> Material shown
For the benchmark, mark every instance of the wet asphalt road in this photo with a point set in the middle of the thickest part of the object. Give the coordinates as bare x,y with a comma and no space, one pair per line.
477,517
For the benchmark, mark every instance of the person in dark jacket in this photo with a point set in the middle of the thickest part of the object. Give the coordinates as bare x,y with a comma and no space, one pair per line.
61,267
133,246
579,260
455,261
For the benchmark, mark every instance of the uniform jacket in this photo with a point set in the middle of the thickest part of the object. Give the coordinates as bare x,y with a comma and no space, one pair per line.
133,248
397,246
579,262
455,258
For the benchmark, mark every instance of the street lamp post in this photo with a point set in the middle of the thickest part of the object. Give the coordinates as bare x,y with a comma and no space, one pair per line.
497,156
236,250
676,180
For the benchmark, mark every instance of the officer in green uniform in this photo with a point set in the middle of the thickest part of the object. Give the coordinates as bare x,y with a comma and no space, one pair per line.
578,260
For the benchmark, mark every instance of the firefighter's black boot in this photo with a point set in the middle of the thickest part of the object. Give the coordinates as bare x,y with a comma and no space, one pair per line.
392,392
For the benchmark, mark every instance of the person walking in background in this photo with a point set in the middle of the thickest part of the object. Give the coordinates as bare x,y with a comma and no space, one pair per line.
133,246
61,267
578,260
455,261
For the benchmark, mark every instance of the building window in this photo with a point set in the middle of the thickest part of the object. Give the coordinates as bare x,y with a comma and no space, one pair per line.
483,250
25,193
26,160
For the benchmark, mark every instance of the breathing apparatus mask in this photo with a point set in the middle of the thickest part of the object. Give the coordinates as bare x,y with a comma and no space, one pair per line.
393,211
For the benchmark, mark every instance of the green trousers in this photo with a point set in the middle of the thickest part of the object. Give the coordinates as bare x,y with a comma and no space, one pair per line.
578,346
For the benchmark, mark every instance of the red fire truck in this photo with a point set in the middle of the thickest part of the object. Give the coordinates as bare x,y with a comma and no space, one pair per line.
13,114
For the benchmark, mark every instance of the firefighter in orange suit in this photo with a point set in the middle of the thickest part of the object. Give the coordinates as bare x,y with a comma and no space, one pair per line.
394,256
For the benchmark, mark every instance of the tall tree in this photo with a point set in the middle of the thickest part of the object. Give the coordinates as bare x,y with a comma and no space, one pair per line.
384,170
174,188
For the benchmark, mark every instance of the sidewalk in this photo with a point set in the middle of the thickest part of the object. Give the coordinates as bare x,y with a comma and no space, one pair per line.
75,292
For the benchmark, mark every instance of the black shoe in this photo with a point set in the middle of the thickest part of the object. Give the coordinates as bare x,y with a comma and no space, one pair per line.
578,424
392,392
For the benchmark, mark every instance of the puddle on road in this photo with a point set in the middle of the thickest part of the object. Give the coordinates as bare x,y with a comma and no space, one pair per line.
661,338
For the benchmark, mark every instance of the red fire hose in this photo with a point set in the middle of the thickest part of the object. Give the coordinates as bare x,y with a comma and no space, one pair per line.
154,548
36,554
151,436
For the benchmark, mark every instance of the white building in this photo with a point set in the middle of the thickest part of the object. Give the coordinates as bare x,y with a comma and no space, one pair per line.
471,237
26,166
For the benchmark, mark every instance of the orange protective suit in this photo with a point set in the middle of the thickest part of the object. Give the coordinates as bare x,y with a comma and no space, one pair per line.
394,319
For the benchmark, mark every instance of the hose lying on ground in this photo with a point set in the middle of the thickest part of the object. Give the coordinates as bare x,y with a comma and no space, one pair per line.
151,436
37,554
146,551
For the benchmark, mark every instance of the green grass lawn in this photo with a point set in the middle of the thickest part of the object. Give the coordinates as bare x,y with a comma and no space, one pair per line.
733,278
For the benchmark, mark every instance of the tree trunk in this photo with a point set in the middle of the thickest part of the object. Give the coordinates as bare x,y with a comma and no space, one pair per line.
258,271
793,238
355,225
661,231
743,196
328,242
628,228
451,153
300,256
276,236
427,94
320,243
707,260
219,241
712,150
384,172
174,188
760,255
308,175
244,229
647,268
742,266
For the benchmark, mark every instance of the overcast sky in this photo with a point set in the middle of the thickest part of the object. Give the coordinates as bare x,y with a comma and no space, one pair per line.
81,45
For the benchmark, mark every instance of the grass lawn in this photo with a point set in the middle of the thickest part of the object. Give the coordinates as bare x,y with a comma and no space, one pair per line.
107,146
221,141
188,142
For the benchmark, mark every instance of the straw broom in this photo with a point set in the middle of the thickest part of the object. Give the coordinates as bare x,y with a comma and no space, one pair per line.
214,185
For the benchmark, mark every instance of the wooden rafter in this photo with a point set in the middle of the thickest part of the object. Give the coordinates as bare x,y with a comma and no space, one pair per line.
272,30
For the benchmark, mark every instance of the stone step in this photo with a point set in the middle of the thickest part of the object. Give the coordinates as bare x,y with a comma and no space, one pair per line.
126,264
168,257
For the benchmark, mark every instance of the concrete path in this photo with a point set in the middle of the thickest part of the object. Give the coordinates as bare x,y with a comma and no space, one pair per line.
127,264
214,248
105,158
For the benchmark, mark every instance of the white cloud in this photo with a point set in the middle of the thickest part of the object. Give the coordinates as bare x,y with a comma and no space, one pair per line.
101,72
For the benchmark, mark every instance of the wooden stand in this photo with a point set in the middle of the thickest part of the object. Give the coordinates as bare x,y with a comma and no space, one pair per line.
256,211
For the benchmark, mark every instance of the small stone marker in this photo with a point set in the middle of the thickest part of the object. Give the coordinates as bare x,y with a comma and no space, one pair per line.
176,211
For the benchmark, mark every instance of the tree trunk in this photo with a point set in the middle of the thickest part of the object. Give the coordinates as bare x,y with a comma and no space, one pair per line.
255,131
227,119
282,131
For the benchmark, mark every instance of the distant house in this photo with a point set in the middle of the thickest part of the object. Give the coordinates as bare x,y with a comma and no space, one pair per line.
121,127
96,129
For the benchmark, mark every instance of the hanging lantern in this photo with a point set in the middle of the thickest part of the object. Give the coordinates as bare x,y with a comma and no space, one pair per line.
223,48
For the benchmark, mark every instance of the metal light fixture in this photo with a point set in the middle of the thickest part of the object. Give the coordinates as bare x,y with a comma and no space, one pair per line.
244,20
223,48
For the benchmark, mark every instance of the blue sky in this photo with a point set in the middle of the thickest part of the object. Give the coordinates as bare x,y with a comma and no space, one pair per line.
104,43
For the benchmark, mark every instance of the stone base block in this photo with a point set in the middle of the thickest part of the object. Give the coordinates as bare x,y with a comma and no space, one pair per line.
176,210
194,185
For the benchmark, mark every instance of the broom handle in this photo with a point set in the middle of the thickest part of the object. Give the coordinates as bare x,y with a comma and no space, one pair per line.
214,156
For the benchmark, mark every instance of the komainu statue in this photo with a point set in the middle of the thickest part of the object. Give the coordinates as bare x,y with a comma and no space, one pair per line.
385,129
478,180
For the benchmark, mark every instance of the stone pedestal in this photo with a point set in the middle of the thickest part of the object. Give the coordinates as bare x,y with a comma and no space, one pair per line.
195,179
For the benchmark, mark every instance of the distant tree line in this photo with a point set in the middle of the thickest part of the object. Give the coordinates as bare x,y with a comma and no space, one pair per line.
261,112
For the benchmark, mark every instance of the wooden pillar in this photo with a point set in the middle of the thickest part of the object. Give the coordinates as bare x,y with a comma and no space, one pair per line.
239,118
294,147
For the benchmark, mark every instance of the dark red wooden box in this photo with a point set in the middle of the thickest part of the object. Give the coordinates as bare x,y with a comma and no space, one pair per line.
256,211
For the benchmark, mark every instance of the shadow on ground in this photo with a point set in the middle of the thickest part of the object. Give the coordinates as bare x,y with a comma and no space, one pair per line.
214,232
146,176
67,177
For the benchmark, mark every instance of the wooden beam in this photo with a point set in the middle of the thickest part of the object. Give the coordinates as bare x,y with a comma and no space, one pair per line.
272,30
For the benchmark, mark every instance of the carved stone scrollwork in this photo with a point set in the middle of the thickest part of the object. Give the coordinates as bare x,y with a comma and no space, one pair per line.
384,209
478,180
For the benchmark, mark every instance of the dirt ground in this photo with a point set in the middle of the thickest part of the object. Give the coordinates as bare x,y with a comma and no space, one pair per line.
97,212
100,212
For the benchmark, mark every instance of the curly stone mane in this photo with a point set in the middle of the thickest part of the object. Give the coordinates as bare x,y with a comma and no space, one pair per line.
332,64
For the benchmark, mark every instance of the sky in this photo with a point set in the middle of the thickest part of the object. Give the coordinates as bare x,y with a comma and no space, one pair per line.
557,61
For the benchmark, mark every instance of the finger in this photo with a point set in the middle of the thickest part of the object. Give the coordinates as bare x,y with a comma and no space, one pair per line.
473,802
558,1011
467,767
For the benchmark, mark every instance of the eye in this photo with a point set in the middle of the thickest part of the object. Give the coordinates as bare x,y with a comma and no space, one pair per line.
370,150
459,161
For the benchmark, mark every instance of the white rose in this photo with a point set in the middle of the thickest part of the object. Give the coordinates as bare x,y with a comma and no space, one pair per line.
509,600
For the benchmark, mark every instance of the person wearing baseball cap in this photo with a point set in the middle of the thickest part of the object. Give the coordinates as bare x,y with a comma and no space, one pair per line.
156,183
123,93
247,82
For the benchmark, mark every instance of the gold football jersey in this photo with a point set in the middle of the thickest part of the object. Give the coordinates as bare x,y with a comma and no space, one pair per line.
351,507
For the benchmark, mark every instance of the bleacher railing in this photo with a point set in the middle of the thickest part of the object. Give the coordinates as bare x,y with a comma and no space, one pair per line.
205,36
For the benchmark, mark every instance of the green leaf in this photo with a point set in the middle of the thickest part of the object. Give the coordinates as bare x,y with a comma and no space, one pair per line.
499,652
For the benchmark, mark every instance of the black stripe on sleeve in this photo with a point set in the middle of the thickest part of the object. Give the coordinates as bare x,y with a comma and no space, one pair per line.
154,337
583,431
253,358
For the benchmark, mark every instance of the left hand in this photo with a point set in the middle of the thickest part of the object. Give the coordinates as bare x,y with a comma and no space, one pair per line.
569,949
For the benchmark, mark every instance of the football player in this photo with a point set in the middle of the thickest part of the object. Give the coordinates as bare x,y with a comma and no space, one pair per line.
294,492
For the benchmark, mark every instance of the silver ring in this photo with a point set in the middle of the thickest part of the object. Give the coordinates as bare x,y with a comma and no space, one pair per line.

> Requirements
Reproduce word for word the lines of the material, starting with the line that contains "For the benchmark, mark every instance of the football" and continuing through the last line of the material.

> Reply to the exercise
For the benchmark, mark every instance of the football player in this photo with a point set in the middle of the thickest part of the object. Give the coordinates as bare x,y with a comma and no space, one pair per line.
294,492
For the benchmark, mark every instance of the silver ring in this photo with a point set in the middle of the thickest part of the object. Give the coordinates as bare x,y with a comma and no space, one pair per line.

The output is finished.